Task brief » Leave out the pictures, then reproduce the rest of the material exactly.

start Available data

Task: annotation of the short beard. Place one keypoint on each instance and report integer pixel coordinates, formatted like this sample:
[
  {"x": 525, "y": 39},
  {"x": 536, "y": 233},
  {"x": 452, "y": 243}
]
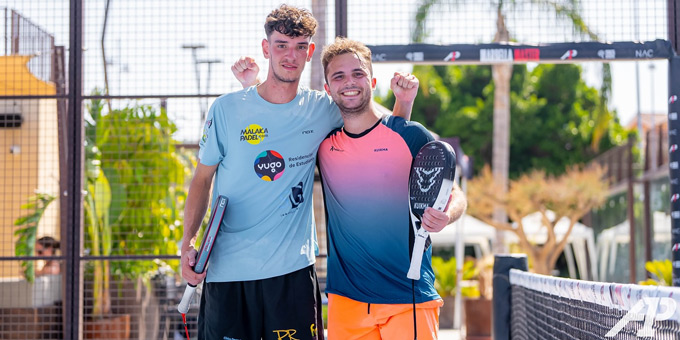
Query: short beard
[
  {"x": 352, "y": 111},
  {"x": 284, "y": 80}
]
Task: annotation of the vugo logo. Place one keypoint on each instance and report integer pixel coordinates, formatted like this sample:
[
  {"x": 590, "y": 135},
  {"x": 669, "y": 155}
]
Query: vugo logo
[
  {"x": 269, "y": 165},
  {"x": 653, "y": 304},
  {"x": 254, "y": 134}
]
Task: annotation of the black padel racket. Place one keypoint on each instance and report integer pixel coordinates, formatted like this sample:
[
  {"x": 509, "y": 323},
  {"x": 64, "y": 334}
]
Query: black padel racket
[
  {"x": 430, "y": 185},
  {"x": 216, "y": 217}
]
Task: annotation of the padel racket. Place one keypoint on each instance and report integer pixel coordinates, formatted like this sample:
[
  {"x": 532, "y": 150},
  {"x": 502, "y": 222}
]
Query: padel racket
[
  {"x": 216, "y": 217},
  {"x": 430, "y": 185}
]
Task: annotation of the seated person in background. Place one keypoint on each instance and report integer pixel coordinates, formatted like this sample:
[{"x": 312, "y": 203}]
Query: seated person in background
[{"x": 47, "y": 246}]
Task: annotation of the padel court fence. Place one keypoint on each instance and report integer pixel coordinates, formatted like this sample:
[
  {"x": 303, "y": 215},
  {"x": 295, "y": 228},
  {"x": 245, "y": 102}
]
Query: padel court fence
[{"x": 102, "y": 103}]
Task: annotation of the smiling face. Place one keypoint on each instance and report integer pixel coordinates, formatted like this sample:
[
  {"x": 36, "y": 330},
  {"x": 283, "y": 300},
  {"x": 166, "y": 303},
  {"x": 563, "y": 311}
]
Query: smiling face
[
  {"x": 350, "y": 83},
  {"x": 287, "y": 55}
]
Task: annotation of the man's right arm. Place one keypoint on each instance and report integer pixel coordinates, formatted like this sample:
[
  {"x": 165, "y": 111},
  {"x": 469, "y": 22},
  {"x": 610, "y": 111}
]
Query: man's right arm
[{"x": 194, "y": 210}]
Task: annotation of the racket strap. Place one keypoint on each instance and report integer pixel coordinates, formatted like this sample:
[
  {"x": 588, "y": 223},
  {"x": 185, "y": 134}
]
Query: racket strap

end Available data

Solution »
Task: annotation of the short beard. Place one keypoint on each instance and report integer pixel coordinates, formatted like this sample:
[
  {"x": 525, "y": 39},
  {"x": 536, "y": 233},
  {"x": 452, "y": 243}
]
Query: short beard
[
  {"x": 352, "y": 111},
  {"x": 284, "y": 80}
]
Task: annotation of the vugo logo. Place one keypoint on each instance and report integer pixel coordinates, formatted like this sample:
[
  {"x": 590, "y": 135},
  {"x": 669, "y": 155}
]
Query: vugo logo
[
  {"x": 269, "y": 165},
  {"x": 653, "y": 304},
  {"x": 254, "y": 134}
]
Task: annotation of the black padel racket. Place one keypoint on each instance and report integer pixel coordinates, formatted like this sample:
[
  {"x": 509, "y": 323},
  {"x": 64, "y": 334}
]
Query: black padel racket
[
  {"x": 430, "y": 185},
  {"x": 216, "y": 217}
]
Task: annotation of the padel racket. Place one keypoint on each instance and report integer pixel coordinates, formatted like this sample:
[
  {"x": 532, "y": 150},
  {"x": 502, "y": 222}
]
Query: padel racket
[
  {"x": 216, "y": 217},
  {"x": 430, "y": 185}
]
Task: annotation of the seated person in background. Place one keypoint on each instance and report integer pixel coordinates, formatted like this sample:
[{"x": 312, "y": 203}]
Query: seated person in background
[{"x": 47, "y": 246}]
Task: annotation of the padel court fence. Place one keypoint on each instance and report integer pixel coordinates, formatted like this sample:
[
  {"x": 303, "y": 215},
  {"x": 295, "y": 228},
  {"x": 245, "y": 102}
]
Query: padel court fence
[{"x": 102, "y": 103}]
Task: annotation of the smiling face. Place one keypoint on each instance and report integer pixel coordinates, formatted like this sample:
[
  {"x": 36, "y": 330},
  {"x": 283, "y": 300},
  {"x": 166, "y": 303},
  {"x": 563, "y": 311}
]
Query: smiling face
[
  {"x": 350, "y": 83},
  {"x": 287, "y": 55}
]
Task: annotation of the man's right arm. Place one keypoint on each instance and report integer pixel coordinates, formatted like this sample:
[
  {"x": 165, "y": 111},
  {"x": 469, "y": 22},
  {"x": 610, "y": 111}
]
Query: man's right arm
[{"x": 194, "y": 210}]
Task: annotation of the racket strap. Place one keypoint on each instance and report integer pixel coordinates, formatted like this sample:
[
  {"x": 588, "y": 223},
  {"x": 185, "y": 134}
]
Query: racket strap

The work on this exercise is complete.